═══ DATA SUPPLIED

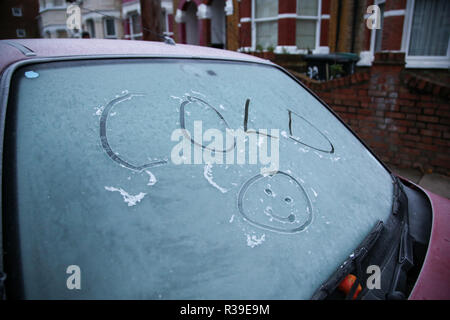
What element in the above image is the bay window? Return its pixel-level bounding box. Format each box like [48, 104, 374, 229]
[253, 0, 278, 49]
[295, 0, 319, 50]
[405, 0, 450, 68]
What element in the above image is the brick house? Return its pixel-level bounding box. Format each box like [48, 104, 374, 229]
[173, 0, 450, 176]
[0, 0, 39, 39]
[122, 0, 173, 40]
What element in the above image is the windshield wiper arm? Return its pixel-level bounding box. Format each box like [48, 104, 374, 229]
[311, 220, 384, 300]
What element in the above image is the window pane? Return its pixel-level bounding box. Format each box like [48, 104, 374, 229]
[256, 21, 278, 49]
[255, 0, 278, 18]
[295, 20, 317, 50]
[374, 3, 384, 52]
[409, 0, 450, 56]
[86, 19, 95, 38]
[131, 14, 141, 34]
[297, 0, 319, 16]
[105, 19, 116, 36]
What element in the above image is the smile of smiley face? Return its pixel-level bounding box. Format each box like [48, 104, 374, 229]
[238, 171, 312, 233]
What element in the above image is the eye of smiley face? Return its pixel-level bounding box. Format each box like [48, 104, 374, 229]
[238, 171, 312, 233]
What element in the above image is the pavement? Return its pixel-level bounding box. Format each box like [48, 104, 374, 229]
[391, 168, 450, 199]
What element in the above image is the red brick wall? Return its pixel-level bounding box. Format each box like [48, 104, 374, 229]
[306, 53, 450, 176]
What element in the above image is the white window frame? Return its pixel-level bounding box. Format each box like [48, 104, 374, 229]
[16, 29, 27, 38]
[295, 0, 322, 53]
[11, 7, 22, 17]
[356, 0, 386, 66]
[402, 0, 450, 69]
[250, 0, 329, 54]
[103, 17, 117, 39]
[251, 0, 279, 51]
[85, 18, 97, 38]
[128, 11, 142, 40]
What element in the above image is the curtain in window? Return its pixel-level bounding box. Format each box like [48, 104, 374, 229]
[256, 20, 278, 49]
[105, 18, 116, 36]
[131, 13, 142, 34]
[409, 0, 450, 56]
[297, 0, 319, 16]
[295, 20, 317, 50]
[255, 0, 278, 18]
[255, 0, 278, 49]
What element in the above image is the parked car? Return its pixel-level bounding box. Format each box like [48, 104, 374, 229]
[0, 39, 450, 299]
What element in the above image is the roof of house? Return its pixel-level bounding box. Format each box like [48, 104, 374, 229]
[0, 39, 271, 72]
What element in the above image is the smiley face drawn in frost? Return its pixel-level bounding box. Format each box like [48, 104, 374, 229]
[238, 171, 313, 233]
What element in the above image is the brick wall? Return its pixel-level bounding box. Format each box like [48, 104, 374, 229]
[302, 52, 450, 176]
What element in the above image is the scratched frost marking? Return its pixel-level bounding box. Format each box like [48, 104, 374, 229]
[105, 186, 146, 207]
[203, 163, 228, 193]
[247, 234, 266, 248]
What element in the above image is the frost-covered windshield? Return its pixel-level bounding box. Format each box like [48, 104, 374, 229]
[7, 59, 393, 299]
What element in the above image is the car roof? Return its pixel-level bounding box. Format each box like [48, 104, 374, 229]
[0, 39, 271, 72]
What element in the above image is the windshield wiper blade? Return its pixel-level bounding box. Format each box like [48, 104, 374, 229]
[311, 220, 384, 300]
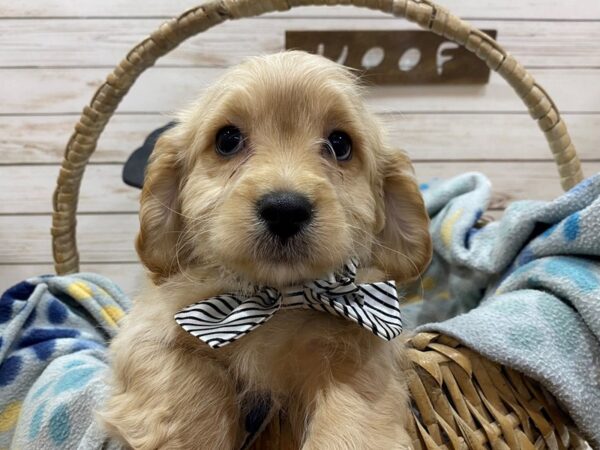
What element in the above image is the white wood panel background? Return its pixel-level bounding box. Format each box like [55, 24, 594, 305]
[0, 0, 600, 293]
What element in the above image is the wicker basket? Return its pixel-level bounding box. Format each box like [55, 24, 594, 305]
[52, 0, 584, 450]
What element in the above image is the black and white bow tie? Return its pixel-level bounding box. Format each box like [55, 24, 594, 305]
[175, 260, 402, 348]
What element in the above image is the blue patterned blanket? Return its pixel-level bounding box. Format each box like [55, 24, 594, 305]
[0, 173, 600, 450]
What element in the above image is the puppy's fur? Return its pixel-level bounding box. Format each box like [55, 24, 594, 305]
[101, 52, 431, 450]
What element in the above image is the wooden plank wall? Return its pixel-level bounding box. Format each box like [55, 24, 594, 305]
[0, 0, 600, 293]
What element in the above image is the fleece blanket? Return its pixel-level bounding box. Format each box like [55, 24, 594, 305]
[0, 173, 600, 450]
[403, 173, 600, 448]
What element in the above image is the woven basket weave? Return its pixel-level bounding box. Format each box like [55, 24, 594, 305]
[52, 0, 583, 450]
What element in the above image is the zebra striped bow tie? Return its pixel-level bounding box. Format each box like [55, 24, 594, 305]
[175, 260, 402, 348]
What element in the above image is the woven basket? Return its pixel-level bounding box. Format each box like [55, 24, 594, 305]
[52, 0, 584, 450]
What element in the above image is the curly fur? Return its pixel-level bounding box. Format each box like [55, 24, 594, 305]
[100, 52, 431, 450]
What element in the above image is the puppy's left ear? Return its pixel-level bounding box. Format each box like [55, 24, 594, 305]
[373, 150, 432, 282]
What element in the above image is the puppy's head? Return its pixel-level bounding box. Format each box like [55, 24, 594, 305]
[137, 52, 431, 286]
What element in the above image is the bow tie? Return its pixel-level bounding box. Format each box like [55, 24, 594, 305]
[175, 260, 402, 348]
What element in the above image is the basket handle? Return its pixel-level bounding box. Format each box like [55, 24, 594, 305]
[52, 0, 583, 274]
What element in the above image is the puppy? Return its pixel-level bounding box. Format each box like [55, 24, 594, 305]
[101, 52, 431, 450]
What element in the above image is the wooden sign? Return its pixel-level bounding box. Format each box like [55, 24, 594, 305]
[285, 30, 496, 85]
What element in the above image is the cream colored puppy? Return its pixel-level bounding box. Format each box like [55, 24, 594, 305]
[101, 52, 431, 450]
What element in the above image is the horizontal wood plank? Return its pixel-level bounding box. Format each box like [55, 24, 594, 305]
[0, 263, 145, 298]
[0, 161, 600, 214]
[0, 67, 600, 115]
[0, 113, 600, 164]
[0, 18, 600, 67]
[0, 0, 600, 20]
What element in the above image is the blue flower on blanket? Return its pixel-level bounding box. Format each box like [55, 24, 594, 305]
[563, 212, 580, 241]
[48, 405, 71, 445]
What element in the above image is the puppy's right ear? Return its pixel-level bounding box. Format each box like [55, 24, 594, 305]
[136, 132, 183, 284]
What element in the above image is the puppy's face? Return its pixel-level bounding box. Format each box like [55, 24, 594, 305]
[138, 52, 431, 286]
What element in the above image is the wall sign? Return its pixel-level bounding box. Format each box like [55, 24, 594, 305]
[285, 30, 497, 85]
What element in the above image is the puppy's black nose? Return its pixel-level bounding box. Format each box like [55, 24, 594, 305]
[257, 191, 312, 240]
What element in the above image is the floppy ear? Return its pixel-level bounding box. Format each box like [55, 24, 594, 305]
[136, 132, 188, 284]
[373, 151, 432, 282]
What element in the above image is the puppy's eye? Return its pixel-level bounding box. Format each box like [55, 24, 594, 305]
[327, 130, 352, 161]
[215, 125, 244, 156]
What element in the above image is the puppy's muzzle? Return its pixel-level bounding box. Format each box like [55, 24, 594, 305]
[256, 191, 313, 241]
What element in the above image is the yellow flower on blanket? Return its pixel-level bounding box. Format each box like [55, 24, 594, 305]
[441, 208, 463, 247]
[69, 281, 94, 302]
[0, 401, 21, 433]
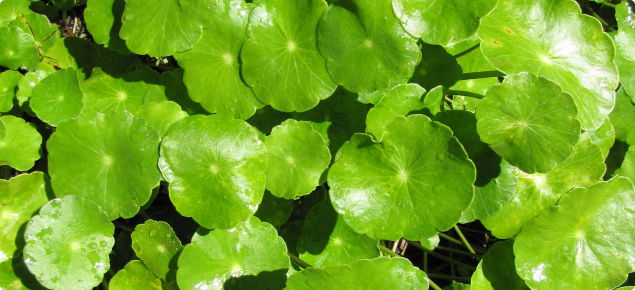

══════

WORK REQUIRED:
Copy out every record above word for word, leaving out the pictures.

SOLUTION BELOW:
What element in the above image is the bay window? Return its pixel-level bounding box. Format each box like [48, 104, 374, 229]
[253, 0, 278, 49]
[295, 0, 319, 50]
[405, 0, 450, 68]
What element in the above image is the brick house? Return its pixel-level bounding box. Format each box like [48, 104, 374, 229]
[173, 0, 450, 176]
[0, 0, 39, 39]
[122, 0, 173, 40]
What element in the above image is the windshield wiper arm? Return its pixel-level bounding box. Format each box like [48, 104, 374, 229]
[311, 220, 384, 300]
What element in the above image is the window pane? Return its pixel-level bounding box. Format each box like [48, 104, 374, 229]
[256, 21, 278, 49]
[255, 0, 278, 18]
[295, 20, 317, 50]
[374, 3, 384, 52]
[409, 0, 450, 56]
[86, 19, 95, 38]
[131, 14, 141, 34]
[297, 0, 319, 16]
[105, 19, 116, 36]
What element in the above image is the smile of smiley face? Return its pixel-level bounding box. Format each box like [48, 104, 374, 229]
[238, 171, 312, 233]
What element in the above image is the eye of smiley face? Return its pixel-level bounding box. Format each box like [48, 104, 374, 229]
[238, 171, 312, 233]
What element in the above image is the pavement? Return its pixel-level bounding box. Format each box like [48, 104, 374, 229]
[391, 168, 450, 199]
What element in the above image is the red brick wall? Return its pixel-level bounding box. Format each box like [48, 104, 374, 229]
[306, 53, 450, 176]
What element in the above image is the white window frame? Return its pixel-level bounding box. Format each box like [48, 104, 374, 229]
[16, 29, 27, 38]
[295, 0, 322, 53]
[11, 7, 22, 17]
[356, 0, 386, 66]
[402, 0, 450, 69]
[250, 0, 329, 54]
[103, 17, 117, 39]
[251, 0, 279, 51]
[85, 18, 97, 38]
[128, 11, 142, 40]
What element in the above image is the curtain in window? Return its pixel-level bounding box. Format each box like [48, 104, 374, 229]
[256, 20, 278, 49]
[105, 18, 116, 36]
[131, 13, 142, 34]
[409, 0, 450, 56]
[297, 0, 319, 16]
[295, 20, 317, 50]
[255, 0, 278, 18]
[255, 0, 278, 49]
What element in the above image is the parked car? Return its pixel-level bounding box. Format each box like [48, 104, 374, 229]
[0, 39, 450, 299]
What element in the above image is the roof of house? Return its pixel-level bounding box. Format each box like [48, 104, 374, 229]
[0, 39, 271, 72]
What element in the above image is the smiley face drawn in frost? Return its pixel-level bounding box. Format each box like [48, 104, 374, 229]
[238, 171, 313, 233]
What element in the above image is the brick wall? Return its pixel-level bounding box. Format each box like [48, 104, 374, 229]
[302, 52, 450, 176]
What element in the above image is the scratched frost marking? Return its pixel-level bounding box. Format each box like [48, 104, 374, 229]
[105, 186, 146, 207]
[203, 163, 228, 193]
[247, 234, 266, 248]
What element in the above image is the frost-covered windshield? Return its pixel-level bounding box. Format each box like [48, 104, 374, 229]
[7, 59, 393, 299]
What element in the above image is the car roof? Return its pixel-level bounding box. Format each box like [48, 104, 374, 229]
[0, 39, 271, 72]
What element in the above image is the windshield wiper blade? Return its pixel-level bounding box. Format each box like [48, 104, 374, 229]
[311, 220, 384, 300]
What element in the above image is the white wood panel background? Return its pixel-level bounding box. Format each box like [55, 24, 594, 305]
[0, 0, 600, 293]
What element in the above image is the wicker basket? Return its pixel-level bounding box. Format each box like [55, 24, 594, 305]
[52, 0, 584, 450]
What element in the above image is the black and white bow tie? Return its pixel-level bounding box. Format each box like [55, 24, 594, 305]
[175, 260, 402, 348]
What element in the above image is the blue patterned blanket? Return its pixel-level bounding box. Format each box like [55, 24, 594, 305]
[0, 173, 600, 450]
What element in the above image is the puppy's fur? Return its pixel-level bounding box. Format each box like [55, 24, 594, 305]
[101, 52, 431, 450]
What element in the above image is the wooden plank wall? Return its pixel-level bounding box. Format each box like [55, 24, 594, 305]
[0, 0, 600, 293]
What element in the above image is the fleece blanket? Return its pixel-level bounding box. Format each box like [55, 24, 594, 305]
[0, 173, 600, 450]
[403, 173, 600, 448]
What element in the above image is the woven basket weave? Return its pixel-level bounding box. Format each box like [55, 24, 594, 305]
[52, 0, 583, 450]
What element in the above image is the zebra striped bow tie? Return its pixel-level bounding box. Format each box like [55, 24, 594, 305]
[175, 260, 402, 348]
What element in the above image is the woven basket? Return its pixel-level bounding box. Format each box like [55, 24, 594, 305]
[52, 0, 584, 450]
What element in the above image is the curly fur? Return its pixel-level bounding box. Format each box like [55, 24, 594, 305]
[100, 52, 431, 450]
What element in the above image is the puppy's left ear? Return its pixel-level bounding box. Format each box like [55, 24, 594, 305]
[373, 150, 432, 282]
What element in the above image is the puppy's head? Return its pixel-level bounding box. Format each box like [55, 24, 594, 305]
[137, 52, 431, 286]
What element in the above image is the bow tie? Return its pixel-level bounding box. Format each box like [55, 24, 594, 305]
[175, 260, 402, 348]
What element in the above image is the basket handle? Return its pixel-level bounding box. Format each box like [55, 24, 594, 305]
[52, 0, 583, 274]
What element in the above image is the puppy? Return its pixel-level bounding box. Format each box like [55, 24, 594, 305]
[101, 52, 431, 450]
What element in the above image is the wooden sign? Return its pixel-level bounding box. Format each box like [55, 24, 594, 305]
[285, 30, 496, 85]
What element in the above image is the cream colored puppy? Return its pixel-level bounding box. Format each box like [55, 24, 594, 305]
[101, 52, 431, 450]
What element in the above image is the horizontal wood plank? Return its pixel-level bounding box. Format each box like [55, 24, 594, 305]
[0, 263, 145, 298]
[0, 161, 600, 214]
[0, 67, 600, 115]
[0, 113, 600, 164]
[0, 18, 600, 67]
[0, 0, 600, 20]
What element in the above image is the blue flower on blanket? Return its pixel-level bounding box. Format each box like [55, 24, 594, 305]
[563, 212, 580, 241]
[48, 405, 71, 445]
What element in the above image is the puppy's right ear? Return its pixel-level bounding box. Format each box like [55, 24, 594, 305]
[136, 132, 183, 284]
What element in the above image is the puppy's face? Return its pixel-level bounding box. Format each box like [55, 24, 594, 305]
[138, 52, 431, 286]
What element in the above image is the wall sign? Return its pixel-level bounding box. Format each box like [55, 24, 594, 305]
[285, 30, 497, 85]
What element in the above image is the puppy's black nose? Return its pixel-level bounding box. Format each box like [55, 24, 594, 305]
[257, 191, 312, 240]
What element in the above image is the floppy ear? Return its pixel-level bounding box. Format each box like [55, 24, 594, 305]
[136, 132, 188, 284]
[373, 151, 432, 282]
What element in the above image is the puppy's eye? Return its pixel-level bounding box. Format each box like [55, 24, 594, 305]
[327, 130, 352, 161]
[215, 125, 244, 156]
What element in the above image is the puppy's muzzle? Return its pixel-level bounding box. Format each box like [55, 24, 594, 305]
[256, 191, 313, 241]
What element in the above image is the yellow flower on blanket? Return its pixel-level bounding box. Format each box like [55, 24, 594, 305]
[441, 208, 463, 247]
[69, 281, 94, 302]
[0, 401, 21, 433]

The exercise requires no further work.